____ Records

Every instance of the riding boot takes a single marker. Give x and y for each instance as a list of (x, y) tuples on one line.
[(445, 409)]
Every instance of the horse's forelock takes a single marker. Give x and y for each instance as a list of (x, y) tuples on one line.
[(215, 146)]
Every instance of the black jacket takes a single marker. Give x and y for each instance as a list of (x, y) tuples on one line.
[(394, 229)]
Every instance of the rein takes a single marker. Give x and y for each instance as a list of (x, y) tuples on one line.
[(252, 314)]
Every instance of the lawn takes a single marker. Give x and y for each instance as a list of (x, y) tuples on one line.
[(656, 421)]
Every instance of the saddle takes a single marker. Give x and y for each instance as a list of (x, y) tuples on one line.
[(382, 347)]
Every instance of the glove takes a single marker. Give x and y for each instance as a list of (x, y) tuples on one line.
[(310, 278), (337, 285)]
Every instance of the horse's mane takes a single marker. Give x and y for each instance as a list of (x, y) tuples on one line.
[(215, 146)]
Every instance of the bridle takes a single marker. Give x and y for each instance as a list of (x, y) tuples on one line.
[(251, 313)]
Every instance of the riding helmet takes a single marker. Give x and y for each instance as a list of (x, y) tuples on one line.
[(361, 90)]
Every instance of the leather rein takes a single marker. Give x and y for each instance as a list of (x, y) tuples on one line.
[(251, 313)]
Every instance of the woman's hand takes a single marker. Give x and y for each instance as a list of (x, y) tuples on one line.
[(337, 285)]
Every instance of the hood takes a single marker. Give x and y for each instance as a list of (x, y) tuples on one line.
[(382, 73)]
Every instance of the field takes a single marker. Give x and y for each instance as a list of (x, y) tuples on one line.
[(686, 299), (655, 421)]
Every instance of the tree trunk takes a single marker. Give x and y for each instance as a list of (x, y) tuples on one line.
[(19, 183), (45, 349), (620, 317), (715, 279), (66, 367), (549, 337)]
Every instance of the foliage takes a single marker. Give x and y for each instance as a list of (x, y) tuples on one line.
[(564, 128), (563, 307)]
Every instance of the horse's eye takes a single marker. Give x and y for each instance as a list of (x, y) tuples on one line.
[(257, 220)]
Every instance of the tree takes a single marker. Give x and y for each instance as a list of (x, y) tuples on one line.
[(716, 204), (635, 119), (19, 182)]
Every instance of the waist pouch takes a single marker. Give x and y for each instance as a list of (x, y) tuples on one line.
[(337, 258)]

________

*Activity*: Give the data back in full, matching it character for character.

*Worked solution*:
Every instance of the riding boot takes a single marker. Give x and y for each instance as a list of (x, y) tuples on one line.
[(445, 409)]
Every instance of the horse's forelock takes a single marker. Give x and y for each instance as a list of (x, y) tuples on one line.
[(215, 146)]
Every instance of the black jacket takes a single marker. Give x and y for each instance as a list of (x, y) tuples on one line.
[(394, 229)]
Every instance of the rein takes a single marker. Give x and y for each instance as a list of (x, y) tuples on one line.
[(252, 314)]
Every instance of the lawn takes a single marker. Give x and y for each instance as a list of (x, y) tuples on one line.
[(656, 421)]
Every instance of the saddle takes a single marker. Give x and y for each instance as a list of (x, y) tuples on one line.
[(382, 347)]
Every instance of the glove takes a single marker. Give x and y for each instance as a list of (x, y) tuples on one line.
[(310, 278), (337, 285)]
Every instance of the horse's mane takes a single marker. Give x and y for each instance as a list of (x, y) tuples on one line.
[(215, 146)]
Every instance of the bridle takes a single marker. Give x and y for each instance as a list of (x, y) tuples on one line.
[(251, 313)]
Every instance of the riding helmet takes a single marker. Give x and y for each instance as a list of (x, y) tuples on one line.
[(361, 90)]
Every instance of the leather rein takes a single marker. Give x and y for each instance as a list of (x, y) tuples on one line.
[(251, 313)]
Every instance of the woman's hand takes a single marker. Give x and y for each instance as a list of (x, y) tuples on one line.
[(337, 285)]
Every instance of the hood takes a single marker. Give x and y for each instance as a list of (x, y) tuples on one line.
[(382, 73)]
Every instance of the field takes a single marker. Give x and y for each instance as a list of (x, y) tuples on one line.
[(686, 299), (655, 421)]
Every instance of the tree trunk takes a single marker. Give x and y for each instance as a list of (x, y) tuples on one line.
[(19, 183), (45, 349), (620, 317), (715, 279), (66, 367), (549, 337)]
Every instance of the foliage takes a single marker. Give x and y for each instance as a list of (x, y) tuples on one line.
[(564, 128), (563, 307)]
Every instance of the horse's eye takes a single marker. Give x and y for each instance as a list of (x, y) tuples on one line.
[(257, 220)]
Every instance of the tree takes a single marker. Give x and y for each instance as a list of (x, y) tuples on one line.
[(716, 204), (635, 119), (19, 182)]
Every instance of the waist pouch takes a single marker. Give x and y for each instance as a list of (x, y) tuples on one line.
[(337, 258)]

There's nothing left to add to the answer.